[Pointing records]
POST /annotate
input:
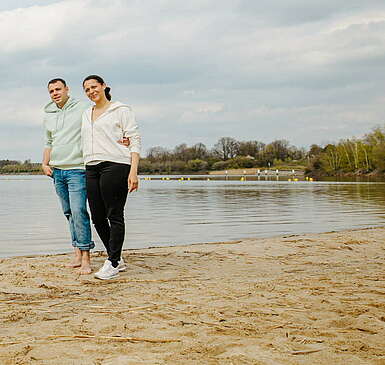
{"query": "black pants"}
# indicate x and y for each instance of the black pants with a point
(107, 189)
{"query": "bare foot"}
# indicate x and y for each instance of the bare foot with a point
(77, 260)
(85, 270)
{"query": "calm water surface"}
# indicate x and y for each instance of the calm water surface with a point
(174, 212)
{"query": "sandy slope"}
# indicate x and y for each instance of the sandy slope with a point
(309, 299)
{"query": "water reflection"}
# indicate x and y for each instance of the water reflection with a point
(179, 212)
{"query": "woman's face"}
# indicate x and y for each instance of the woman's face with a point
(94, 90)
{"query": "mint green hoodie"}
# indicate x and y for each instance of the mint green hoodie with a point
(62, 133)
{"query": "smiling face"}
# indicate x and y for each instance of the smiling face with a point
(58, 93)
(94, 90)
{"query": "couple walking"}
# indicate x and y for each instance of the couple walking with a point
(92, 152)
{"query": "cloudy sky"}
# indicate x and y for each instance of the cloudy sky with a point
(306, 71)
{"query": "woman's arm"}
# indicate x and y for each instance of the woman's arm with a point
(133, 182)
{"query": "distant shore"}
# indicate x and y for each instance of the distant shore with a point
(299, 299)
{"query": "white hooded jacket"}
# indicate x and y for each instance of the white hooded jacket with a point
(100, 138)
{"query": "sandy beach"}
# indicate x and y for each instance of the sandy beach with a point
(301, 299)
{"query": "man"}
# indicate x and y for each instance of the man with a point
(63, 161)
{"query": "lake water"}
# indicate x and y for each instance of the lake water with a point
(176, 212)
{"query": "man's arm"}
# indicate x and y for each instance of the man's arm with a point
(45, 164)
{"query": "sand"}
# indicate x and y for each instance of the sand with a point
(303, 299)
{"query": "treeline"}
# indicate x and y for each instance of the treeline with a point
(227, 153)
(18, 167)
(350, 156)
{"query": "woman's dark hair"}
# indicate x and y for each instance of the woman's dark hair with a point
(100, 81)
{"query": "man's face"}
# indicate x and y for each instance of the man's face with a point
(58, 93)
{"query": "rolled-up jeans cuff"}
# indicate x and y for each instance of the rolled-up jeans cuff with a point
(85, 246)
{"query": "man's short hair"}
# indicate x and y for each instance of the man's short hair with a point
(53, 81)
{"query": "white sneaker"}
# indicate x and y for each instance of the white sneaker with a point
(122, 265)
(103, 268)
(109, 272)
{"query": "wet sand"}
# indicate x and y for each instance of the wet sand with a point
(303, 299)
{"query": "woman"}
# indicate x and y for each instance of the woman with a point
(111, 168)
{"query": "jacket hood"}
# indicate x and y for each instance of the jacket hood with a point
(53, 108)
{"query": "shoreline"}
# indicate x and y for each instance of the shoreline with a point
(315, 298)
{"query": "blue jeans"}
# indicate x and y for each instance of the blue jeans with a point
(70, 187)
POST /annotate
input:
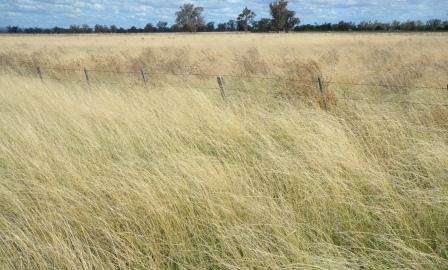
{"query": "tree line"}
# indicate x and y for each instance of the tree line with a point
(189, 18)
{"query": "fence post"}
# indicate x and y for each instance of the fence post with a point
(222, 87)
(143, 76)
(322, 93)
(39, 72)
(87, 76)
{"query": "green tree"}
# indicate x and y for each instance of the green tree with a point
(282, 18)
(162, 26)
(189, 17)
(246, 19)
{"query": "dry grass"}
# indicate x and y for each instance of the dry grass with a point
(114, 176)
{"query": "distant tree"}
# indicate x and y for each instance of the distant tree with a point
(133, 29)
(57, 30)
(395, 25)
(85, 29)
(231, 25)
(222, 27)
(189, 17)
(246, 19)
(210, 27)
(149, 28)
(264, 25)
(434, 24)
(162, 26)
(282, 18)
(13, 29)
(175, 28)
(113, 28)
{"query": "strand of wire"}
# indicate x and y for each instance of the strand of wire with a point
(277, 78)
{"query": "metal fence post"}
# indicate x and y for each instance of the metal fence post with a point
(143, 77)
(322, 93)
(222, 87)
(87, 76)
(39, 72)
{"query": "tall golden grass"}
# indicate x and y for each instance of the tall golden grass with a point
(170, 176)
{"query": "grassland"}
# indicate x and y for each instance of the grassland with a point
(170, 176)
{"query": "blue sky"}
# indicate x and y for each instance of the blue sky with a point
(47, 13)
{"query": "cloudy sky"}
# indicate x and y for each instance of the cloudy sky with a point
(47, 13)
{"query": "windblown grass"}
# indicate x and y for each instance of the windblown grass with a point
(172, 177)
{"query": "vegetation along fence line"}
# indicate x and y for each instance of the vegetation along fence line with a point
(145, 77)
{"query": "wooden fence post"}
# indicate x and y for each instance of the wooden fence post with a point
(143, 76)
(39, 72)
(322, 93)
(222, 87)
(87, 76)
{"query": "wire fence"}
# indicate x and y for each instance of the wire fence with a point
(145, 78)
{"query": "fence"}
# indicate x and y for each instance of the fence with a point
(145, 78)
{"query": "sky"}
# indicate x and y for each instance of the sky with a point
(126, 13)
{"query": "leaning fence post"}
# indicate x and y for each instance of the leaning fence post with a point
(143, 76)
(39, 72)
(322, 93)
(87, 76)
(222, 87)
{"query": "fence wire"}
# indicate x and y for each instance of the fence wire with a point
(142, 73)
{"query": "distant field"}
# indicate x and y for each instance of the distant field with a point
(119, 174)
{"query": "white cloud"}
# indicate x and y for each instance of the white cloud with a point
(129, 12)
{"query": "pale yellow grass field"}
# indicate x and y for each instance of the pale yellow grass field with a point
(170, 176)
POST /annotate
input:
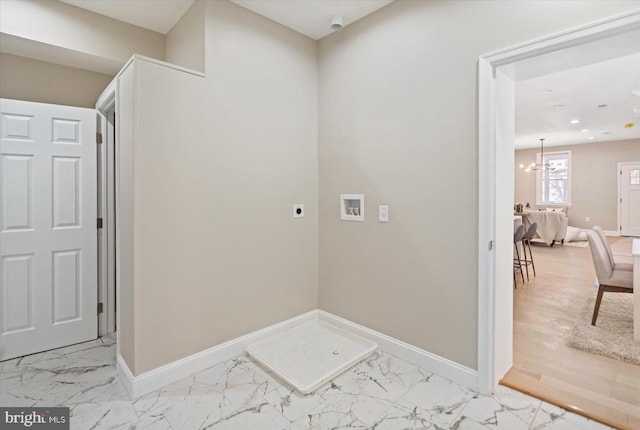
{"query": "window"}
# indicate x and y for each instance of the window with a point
(553, 185)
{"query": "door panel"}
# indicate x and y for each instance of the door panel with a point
(630, 199)
(48, 241)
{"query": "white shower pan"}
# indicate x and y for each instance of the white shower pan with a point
(310, 354)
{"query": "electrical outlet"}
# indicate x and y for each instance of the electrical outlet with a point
(383, 213)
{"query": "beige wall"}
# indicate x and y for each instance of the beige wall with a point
(75, 34)
(185, 42)
(217, 251)
(38, 81)
(594, 180)
(398, 122)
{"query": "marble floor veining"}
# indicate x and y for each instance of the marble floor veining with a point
(382, 393)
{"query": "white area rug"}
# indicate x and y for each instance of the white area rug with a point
(581, 244)
(612, 336)
(622, 246)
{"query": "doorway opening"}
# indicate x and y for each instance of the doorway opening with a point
(498, 73)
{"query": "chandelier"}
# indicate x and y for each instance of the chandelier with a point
(539, 167)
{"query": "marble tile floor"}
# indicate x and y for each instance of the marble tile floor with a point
(382, 392)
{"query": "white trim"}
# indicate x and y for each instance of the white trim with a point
(489, 115)
(424, 359)
(149, 381)
(107, 247)
(125, 375)
(619, 205)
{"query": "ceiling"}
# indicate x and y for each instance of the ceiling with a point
(312, 17)
(309, 17)
(598, 95)
(551, 90)
(156, 15)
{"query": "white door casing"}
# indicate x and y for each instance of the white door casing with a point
(48, 240)
(629, 198)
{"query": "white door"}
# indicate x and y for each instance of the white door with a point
(630, 199)
(48, 249)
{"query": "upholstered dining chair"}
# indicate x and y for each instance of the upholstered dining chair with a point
(609, 279)
(526, 243)
(517, 237)
(605, 242)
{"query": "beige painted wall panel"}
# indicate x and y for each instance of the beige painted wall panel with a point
(38, 81)
(218, 169)
(185, 42)
(398, 121)
(125, 281)
(69, 27)
(594, 180)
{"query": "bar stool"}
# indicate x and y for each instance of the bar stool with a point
(517, 237)
(526, 243)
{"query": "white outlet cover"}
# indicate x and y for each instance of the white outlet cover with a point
(383, 213)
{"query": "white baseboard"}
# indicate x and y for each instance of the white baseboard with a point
(147, 382)
(451, 370)
(125, 375)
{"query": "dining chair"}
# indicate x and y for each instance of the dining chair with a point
(609, 279)
(605, 242)
(526, 243)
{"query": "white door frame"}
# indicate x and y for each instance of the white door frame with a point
(107, 208)
(496, 117)
(626, 163)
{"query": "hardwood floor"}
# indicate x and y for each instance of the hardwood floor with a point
(545, 309)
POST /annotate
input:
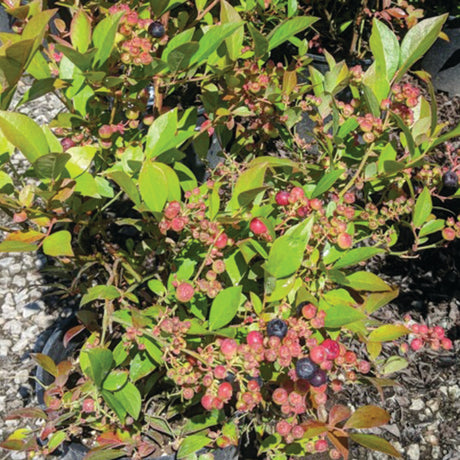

### SHORT TASK
Extract every line of the entries that contains the word "calm".

### THE OUTPUT
{"query": "calm water surface"}
# indicate x and y for each instance of the calm water surface with a point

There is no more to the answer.